He could afford to indulge himself in this liking, which meant that he didn't have to work because he was receiving a generous pension that was the result of a 1920s investment that his grandfather had made in a private insane asylum that was operating quite profitably in Southern California.
In the black, as they say and located in the San Fernando Valley, just outside of Tarzana. It was one of those places that do not look like an insane asylum. It looked like something else with flowers all around it, mostly roses.
The checks always arrived on the 1st and 15th of every month, even when there was not a mail delivery on that day. He had a lovely house in Pacific Heights and he would go out and buy more poetry. He of course had never met a poet in person. That would have been a little too much.
One day he decided that his liking for poetry could not be fully expressed in just reading poetry or listening to poets reading on phonograph records. He decided to take the plumbing out of his house and completely replace it with poetry, and so he did.
He turned off the water and took out the pipes and put in John Donne to replace them. The pipes did not look too happy. He took out his bathtub and put in William Shakespeare. The bathtub did not know what was happening.
He took out his kitchen sink and put in Emily Dickinson. THe kitchen sink could only stare back in wonder. He took out his bathroom sink and put in Vladimir Mayakovsky. The bathroom sink, even though the water was turned off, broke out into tears.
He took out his hot water heater and put in Michael McClure's poetry. The hot water heater could barely contain its santiy. Finally he took out his toilet and put in the minor poets. The toilet planned on leaving the country.
And now the time had come to see how it all worked, to enjoy the fruit of his amazing labor. Christopher Columbus' slight venture sailing West was merely the shadow of a dismal event in the comparison. He turned the water back on again and surveyed the countenance of his vision brought to reality. He was a happy man.
"I think I'll take a bath," he said, to celebrate. He tried to heat up some Michael McClure to take a bath in some William Shakespeare and what happened was not actually what he had planned on happening.
"Might as well do the dishes then," he said. He tried to wash some plates in "I taste a liquor never brewed," and found there was quite a difference between that liquid and a kitchen sink. Despair was on its way.

(1/2 sorry if formatting is fucked)

>> No.19929166

>>19929161
(2/2)
He tried to go to the toilet and the minor poets did not do at all. They began gossiping about their careers as he sat there trying to take a shit. One of them had written 197 sonnets about a penguin he had once seen in a travelling circus. He sensed a Pulitzer Prize in this material.

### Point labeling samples

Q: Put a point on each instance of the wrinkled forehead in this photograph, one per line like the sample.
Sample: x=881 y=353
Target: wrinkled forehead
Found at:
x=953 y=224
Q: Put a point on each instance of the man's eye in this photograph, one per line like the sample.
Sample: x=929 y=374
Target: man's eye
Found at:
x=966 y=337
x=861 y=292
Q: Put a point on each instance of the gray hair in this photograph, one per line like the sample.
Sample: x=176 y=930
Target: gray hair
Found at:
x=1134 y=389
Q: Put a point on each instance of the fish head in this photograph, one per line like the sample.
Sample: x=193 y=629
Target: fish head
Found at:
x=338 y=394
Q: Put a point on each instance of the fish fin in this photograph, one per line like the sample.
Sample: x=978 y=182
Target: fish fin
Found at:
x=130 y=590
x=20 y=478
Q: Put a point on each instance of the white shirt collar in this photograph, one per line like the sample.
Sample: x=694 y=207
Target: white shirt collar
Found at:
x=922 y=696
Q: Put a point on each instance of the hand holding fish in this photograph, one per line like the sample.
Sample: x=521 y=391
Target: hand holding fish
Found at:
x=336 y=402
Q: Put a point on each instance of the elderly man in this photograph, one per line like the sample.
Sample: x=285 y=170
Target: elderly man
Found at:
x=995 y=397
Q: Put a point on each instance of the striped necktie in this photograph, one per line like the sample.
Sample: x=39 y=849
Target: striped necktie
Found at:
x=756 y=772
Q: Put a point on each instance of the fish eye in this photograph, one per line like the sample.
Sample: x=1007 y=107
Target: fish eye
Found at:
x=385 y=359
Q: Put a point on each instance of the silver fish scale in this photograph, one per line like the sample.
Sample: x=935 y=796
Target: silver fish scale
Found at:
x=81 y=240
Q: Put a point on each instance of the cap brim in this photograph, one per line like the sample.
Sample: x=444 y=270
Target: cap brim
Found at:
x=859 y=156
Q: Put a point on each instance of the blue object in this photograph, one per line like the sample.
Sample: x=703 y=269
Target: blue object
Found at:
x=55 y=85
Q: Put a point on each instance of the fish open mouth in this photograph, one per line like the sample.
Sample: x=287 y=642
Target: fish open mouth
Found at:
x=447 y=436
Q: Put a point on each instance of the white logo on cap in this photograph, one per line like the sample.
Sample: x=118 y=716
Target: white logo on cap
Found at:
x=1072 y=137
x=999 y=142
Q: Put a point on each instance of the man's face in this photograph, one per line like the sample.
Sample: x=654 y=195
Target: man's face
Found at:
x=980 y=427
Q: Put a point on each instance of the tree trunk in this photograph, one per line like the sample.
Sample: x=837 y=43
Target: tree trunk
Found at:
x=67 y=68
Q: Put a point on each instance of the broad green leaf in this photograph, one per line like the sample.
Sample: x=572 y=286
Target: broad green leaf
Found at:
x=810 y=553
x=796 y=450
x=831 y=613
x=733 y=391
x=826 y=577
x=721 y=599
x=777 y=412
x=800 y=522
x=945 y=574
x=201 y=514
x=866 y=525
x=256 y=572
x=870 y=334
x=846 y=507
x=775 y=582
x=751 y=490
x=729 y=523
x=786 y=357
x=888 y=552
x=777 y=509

### Short task 1
In the story, what did the man put in place of his bathtub?
### Short task 2
Put the lines of the listing between the line holding "Q: Put a point on each instance of the white shirt" and the line holding "x=995 y=397", inclusive, into a Markdown table with the columns Row and Line, numbering each row and leaving out blank lines.
The story and the listing are independent of each other.

### Complete response 1
William Shakespeare

### Complete response 2
| Row | Line |
|---|---|
| 1 | Q: Put a point on each instance of the white shirt collar in this photograph, one per line like the sample. |
| 2 | Sample: x=694 y=207 |
| 3 | Target: white shirt collar |
| 4 | Found at: |
| 5 | x=922 y=696 |
| 6 | Q: Put a point on each instance of the hand holding fish in this photograph, one per line like the sample. |
| 7 | Sample: x=521 y=391 |
| 8 | Target: hand holding fish |
| 9 | Found at: |
| 10 | x=336 y=402 |
| 11 | Q: Put a point on each instance of the elderly man in this photograph, one per line like the sample. |
| 12 | Sample: x=285 y=170 |
| 13 | Target: elderly man |
| 14 | Found at: |
| 15 | x=995 y=397 |